Rewrite the records from the start through the line with "39,185 -> 73,218", replacing "wooden" with "oak" and changing nothing else.

Record extracts —
· · ·

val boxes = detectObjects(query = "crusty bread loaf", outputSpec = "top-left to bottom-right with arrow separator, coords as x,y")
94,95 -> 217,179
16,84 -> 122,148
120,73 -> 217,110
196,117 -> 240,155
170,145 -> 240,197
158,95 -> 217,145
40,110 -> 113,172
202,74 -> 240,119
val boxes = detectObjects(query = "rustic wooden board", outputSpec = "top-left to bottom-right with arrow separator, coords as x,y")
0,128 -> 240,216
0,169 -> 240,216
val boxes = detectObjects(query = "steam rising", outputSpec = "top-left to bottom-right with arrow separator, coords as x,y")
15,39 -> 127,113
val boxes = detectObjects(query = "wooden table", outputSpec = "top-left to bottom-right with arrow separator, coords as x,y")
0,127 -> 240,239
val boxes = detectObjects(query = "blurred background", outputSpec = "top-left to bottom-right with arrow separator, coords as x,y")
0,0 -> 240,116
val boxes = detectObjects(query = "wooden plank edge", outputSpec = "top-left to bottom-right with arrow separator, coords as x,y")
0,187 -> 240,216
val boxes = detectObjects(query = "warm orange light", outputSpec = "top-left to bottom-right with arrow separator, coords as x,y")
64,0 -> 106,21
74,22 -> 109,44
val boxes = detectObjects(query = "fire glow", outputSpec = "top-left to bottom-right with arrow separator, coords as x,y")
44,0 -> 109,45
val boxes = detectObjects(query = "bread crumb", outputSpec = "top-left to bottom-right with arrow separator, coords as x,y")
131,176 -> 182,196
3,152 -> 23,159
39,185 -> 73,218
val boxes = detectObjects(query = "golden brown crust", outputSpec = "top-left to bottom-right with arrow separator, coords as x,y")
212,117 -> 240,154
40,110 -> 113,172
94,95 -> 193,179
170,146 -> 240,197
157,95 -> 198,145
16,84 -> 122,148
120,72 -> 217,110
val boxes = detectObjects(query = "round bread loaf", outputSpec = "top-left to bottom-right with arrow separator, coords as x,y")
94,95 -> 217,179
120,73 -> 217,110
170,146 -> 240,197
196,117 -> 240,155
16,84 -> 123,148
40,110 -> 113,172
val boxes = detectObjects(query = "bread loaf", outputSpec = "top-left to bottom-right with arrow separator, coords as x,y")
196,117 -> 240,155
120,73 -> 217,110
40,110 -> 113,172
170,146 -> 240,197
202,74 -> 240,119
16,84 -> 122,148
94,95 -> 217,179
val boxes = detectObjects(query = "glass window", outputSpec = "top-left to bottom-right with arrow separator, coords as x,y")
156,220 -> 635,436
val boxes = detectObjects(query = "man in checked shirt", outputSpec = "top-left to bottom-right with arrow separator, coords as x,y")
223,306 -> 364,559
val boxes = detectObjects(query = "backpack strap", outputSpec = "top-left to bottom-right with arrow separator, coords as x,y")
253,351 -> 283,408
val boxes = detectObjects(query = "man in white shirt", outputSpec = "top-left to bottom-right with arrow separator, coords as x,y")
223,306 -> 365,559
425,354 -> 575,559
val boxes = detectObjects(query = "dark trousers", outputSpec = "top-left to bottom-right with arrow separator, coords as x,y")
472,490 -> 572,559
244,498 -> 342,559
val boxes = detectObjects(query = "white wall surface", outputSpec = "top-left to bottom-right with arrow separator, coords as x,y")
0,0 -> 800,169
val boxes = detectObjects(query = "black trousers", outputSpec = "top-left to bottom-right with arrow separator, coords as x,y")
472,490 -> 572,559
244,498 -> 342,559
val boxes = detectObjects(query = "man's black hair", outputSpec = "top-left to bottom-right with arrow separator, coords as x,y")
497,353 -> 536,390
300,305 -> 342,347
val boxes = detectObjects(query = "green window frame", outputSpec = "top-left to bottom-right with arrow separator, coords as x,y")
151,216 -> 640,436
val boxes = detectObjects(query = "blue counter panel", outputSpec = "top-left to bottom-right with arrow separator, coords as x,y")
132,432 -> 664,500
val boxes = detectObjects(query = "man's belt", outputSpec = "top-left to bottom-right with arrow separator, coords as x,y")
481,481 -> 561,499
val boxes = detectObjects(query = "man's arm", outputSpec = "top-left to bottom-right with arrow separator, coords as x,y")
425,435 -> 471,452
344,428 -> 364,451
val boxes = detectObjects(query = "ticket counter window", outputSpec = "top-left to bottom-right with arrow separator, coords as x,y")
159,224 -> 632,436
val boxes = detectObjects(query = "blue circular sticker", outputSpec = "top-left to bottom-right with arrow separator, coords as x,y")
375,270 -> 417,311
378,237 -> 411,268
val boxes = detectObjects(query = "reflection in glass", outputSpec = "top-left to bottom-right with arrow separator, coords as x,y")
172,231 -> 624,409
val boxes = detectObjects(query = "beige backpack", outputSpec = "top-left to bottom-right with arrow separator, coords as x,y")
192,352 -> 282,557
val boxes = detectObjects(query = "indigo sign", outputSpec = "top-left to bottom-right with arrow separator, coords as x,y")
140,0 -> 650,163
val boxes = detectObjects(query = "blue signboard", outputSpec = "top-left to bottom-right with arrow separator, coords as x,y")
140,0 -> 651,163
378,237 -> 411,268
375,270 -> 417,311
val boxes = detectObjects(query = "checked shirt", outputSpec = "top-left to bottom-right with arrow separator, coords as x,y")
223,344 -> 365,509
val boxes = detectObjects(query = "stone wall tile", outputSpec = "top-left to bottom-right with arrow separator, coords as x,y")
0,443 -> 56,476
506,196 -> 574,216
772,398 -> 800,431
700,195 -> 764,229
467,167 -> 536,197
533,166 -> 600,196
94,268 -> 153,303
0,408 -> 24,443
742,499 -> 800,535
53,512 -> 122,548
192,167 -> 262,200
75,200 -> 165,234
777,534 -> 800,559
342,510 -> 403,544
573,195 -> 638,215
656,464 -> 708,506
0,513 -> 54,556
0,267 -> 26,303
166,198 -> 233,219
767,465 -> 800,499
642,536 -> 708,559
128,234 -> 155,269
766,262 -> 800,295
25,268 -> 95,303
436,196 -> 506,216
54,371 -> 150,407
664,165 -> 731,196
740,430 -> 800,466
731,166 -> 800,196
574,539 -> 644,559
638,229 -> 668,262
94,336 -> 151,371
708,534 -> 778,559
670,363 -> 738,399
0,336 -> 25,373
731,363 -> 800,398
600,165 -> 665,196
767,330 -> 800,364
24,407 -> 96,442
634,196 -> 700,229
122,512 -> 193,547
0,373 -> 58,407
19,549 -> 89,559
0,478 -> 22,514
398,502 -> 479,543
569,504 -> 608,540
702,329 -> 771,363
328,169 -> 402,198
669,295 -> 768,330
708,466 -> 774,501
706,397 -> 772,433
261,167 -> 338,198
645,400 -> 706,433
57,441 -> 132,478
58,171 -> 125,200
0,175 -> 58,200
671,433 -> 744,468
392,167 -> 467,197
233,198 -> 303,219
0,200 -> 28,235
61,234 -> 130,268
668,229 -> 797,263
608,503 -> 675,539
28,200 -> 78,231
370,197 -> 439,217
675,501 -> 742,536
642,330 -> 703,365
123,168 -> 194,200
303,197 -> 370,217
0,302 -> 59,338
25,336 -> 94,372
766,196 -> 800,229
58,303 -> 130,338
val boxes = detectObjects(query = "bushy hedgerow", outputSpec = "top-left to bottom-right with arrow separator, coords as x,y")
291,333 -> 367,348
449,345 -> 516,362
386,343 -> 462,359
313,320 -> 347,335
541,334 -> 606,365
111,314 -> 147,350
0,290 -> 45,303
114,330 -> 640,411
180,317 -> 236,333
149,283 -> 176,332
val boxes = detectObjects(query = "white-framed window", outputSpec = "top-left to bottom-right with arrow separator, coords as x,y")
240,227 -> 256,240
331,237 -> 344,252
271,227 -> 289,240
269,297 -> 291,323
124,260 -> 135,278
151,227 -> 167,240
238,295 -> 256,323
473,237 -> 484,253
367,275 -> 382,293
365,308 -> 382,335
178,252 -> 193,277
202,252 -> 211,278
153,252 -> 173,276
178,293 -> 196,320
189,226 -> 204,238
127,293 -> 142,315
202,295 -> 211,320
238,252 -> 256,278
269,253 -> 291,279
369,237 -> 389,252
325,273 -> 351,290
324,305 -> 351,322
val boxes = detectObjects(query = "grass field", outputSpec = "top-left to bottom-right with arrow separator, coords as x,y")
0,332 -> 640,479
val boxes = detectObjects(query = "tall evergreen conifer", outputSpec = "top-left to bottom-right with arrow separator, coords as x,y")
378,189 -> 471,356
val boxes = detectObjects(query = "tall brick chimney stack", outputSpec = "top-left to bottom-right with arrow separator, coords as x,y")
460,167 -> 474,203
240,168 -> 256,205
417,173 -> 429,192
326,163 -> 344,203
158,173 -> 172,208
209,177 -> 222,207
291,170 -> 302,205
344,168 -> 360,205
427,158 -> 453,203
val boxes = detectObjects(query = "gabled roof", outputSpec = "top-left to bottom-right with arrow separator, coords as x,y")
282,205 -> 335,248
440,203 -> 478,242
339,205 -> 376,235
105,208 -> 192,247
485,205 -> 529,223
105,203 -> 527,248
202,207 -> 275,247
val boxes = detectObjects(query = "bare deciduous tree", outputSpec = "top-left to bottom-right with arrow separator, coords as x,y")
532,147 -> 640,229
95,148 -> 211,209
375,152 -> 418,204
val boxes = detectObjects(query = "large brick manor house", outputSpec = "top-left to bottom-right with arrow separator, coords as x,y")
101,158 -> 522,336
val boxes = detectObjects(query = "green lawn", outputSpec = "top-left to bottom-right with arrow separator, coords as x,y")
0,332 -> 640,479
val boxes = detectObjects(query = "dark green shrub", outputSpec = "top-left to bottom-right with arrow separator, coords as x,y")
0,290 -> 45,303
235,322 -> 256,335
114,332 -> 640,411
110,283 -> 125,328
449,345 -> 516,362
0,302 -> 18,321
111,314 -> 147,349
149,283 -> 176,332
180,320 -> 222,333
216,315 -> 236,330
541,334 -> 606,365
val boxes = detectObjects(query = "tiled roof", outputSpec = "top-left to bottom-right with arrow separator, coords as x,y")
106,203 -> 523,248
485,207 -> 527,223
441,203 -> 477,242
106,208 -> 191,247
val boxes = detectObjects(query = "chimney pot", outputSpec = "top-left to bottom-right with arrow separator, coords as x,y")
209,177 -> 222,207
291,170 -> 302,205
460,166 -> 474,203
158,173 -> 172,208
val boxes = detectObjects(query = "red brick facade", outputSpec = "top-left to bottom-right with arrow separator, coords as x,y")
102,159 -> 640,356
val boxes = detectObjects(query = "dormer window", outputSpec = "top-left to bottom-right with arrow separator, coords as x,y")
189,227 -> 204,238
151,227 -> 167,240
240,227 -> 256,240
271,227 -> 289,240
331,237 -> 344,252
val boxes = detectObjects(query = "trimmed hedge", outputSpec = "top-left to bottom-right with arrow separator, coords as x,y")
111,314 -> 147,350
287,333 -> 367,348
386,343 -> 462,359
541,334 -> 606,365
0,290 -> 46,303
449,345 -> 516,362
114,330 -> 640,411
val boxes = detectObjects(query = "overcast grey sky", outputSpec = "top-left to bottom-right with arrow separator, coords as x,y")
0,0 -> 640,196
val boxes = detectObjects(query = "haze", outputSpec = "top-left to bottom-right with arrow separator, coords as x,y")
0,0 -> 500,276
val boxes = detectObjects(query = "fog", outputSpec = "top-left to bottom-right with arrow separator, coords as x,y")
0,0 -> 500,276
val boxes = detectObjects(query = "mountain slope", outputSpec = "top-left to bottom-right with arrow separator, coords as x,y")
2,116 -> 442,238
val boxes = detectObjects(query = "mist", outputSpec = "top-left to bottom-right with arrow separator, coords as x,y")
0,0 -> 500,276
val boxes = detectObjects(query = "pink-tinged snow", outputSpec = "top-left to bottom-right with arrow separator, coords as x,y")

· · ·

The completed task —
val boxes = detectObjects(query = "crusty bread loaf", outputSpec = "top-left to bottom-right with arrow separator, coords as x,y")
94,95 -> 217,179
16,84 -> 122,148
120,73 -> 217,110
196,117 -> 240,155
170,145 -> 240,197
158,95 -> 217,145
40,110 -> 113,172
202,74 -> 240,119
val boxes = detectObjects(query = "rustic oak board", outputSpec = "top-left to bottom-right with arrow separator, coords as x,y")
0,128 -> 240,216
0,169 -> 240,216
val boxes = detectObjects(query = "steam rising", outputSpec = "top-left to bottom-right with arrow separator, coords as x,y")
15,39 -> 127,113
val boxes = detectObjects(query = "oak table", outputSpec = "top-left to bottom-right with arrow separator, coords as x,y")
0,127 -> 240,239
val boxes = detectObjects(query = "blurred background", outputSpec = "top-left to bottom-right with arrow separator, coords as x,y")
0,0 -> 240,116
val boxes = detectObjects(query = "oak plank edge", outputSpec = "top-left to bottom-right with arrow separator, coords as x,y")
0,187 -> 240,216
val boxes = detectObjects(query = "warm orange light", outputSpec = "top-left to bottom-right with arrow separator, coords as x,y")
64,0 -> 106,21
74,22 -> 109,44
val boxes = detectObjects(query = "fire glow", outputSpec = "top-left to bottom-right with arrow separator, coords as x,y")
44,0 -> 109,45
val boxes = detectObjects(query = "bread crumb", outputSpec = "top-left to bottom-right with arrow separator, coords as x,y")
131,176 -> 182,196
3,152 -> 23,159
39,185 -> 73,218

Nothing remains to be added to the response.